EXCERPT PROVIDED:
┌──

A Peru congressman has said he was inspired by Adolf Hitler's Mein Kampf to block civil unions for same-sex couples.

Ruben Condori Cusi, a congressman for the right-wing Nationalist Party, made the comments to Arroba Radio saying that Hitler wasn’t wrong about everything. ‘I read Mein Kampf by Hitler ... and in some parts he's right, because some types of misconduct are generated by a certain kind of life,’ Cusi said. ‘Homosexuality is more or less a kind of misconduct.’

Cusi went on to say men and women should only have certain roles in life and lesbians were only that way because they hated men. ‘Washing, ironing, cooking, is unique to the female gender … a woman only becomes a lesbian out of resentment [of men],' he said.

However Cusi said if he discovered he had a gay son he would try to ‘understand them and support them, but would try to get them to reform.'

The bill, which was put forward by the first openly gay Peruvian lawmaker Carlos Bruce, was killed by the Congress’ Justice and Human Rights Committee in a vote of 7 to 4 with 2 abstentions. For trying to get same-sex couples recognized for the first time in Peru, he was publicly called a ‘maricon,’ or faggot, by a prominent Catholic Bishop over his efforts.

└──

INSTRUCTION:
Decide whether each statement below agrees with the article about the Peruvian congressman, answering yes or no and quoting the deciding words from the article.
1. The committee rejected the bill by a vote of 7 to 4 with 2 abstentions.
2. Cusi is a congressman for a left-wing party.
3. Cusi said that if he had a gay son, he would refuse to support him.

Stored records
┌──

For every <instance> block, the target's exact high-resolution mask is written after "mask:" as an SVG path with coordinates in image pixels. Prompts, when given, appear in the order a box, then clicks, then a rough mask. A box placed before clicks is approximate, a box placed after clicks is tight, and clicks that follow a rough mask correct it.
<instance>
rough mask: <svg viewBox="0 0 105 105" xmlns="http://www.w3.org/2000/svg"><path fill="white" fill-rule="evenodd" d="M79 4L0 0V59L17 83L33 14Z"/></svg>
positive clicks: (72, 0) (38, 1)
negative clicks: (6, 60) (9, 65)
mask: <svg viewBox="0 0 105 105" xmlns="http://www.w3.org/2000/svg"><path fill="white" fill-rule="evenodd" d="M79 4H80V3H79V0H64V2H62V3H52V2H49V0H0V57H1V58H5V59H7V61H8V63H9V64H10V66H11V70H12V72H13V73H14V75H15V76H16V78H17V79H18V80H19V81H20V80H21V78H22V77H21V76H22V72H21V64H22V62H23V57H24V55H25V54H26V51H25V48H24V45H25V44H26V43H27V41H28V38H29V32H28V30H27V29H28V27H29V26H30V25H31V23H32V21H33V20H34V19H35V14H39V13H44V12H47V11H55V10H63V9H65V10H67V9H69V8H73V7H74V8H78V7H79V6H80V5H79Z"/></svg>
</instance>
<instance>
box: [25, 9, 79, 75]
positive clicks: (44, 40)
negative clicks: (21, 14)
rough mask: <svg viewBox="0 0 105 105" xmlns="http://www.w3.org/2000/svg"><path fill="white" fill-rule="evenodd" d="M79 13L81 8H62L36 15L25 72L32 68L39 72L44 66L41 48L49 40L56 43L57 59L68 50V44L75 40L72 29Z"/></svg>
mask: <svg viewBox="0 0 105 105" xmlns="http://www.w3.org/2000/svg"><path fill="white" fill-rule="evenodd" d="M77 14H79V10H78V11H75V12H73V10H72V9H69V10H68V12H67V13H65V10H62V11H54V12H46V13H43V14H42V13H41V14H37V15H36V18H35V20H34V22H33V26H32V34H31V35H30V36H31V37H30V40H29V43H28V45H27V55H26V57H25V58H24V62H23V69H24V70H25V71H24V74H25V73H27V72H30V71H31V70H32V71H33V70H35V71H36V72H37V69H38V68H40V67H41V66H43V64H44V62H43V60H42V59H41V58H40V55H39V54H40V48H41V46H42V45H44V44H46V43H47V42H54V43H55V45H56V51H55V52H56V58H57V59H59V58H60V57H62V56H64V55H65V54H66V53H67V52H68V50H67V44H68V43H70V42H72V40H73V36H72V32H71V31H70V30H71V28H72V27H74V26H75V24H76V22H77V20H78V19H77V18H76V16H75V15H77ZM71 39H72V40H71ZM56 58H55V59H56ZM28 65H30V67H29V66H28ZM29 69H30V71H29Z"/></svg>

└──

RESULT OF THE EXERCISE:
1. Yes: "was killed by the Congress’ Justice and Human Rights Committee in a vote of 7 to 4 with 2 abstentions"
2. No: "a congressman for the right-wing Nationalist Party"
3. No: "understand them and support them, but would try to get them to reform"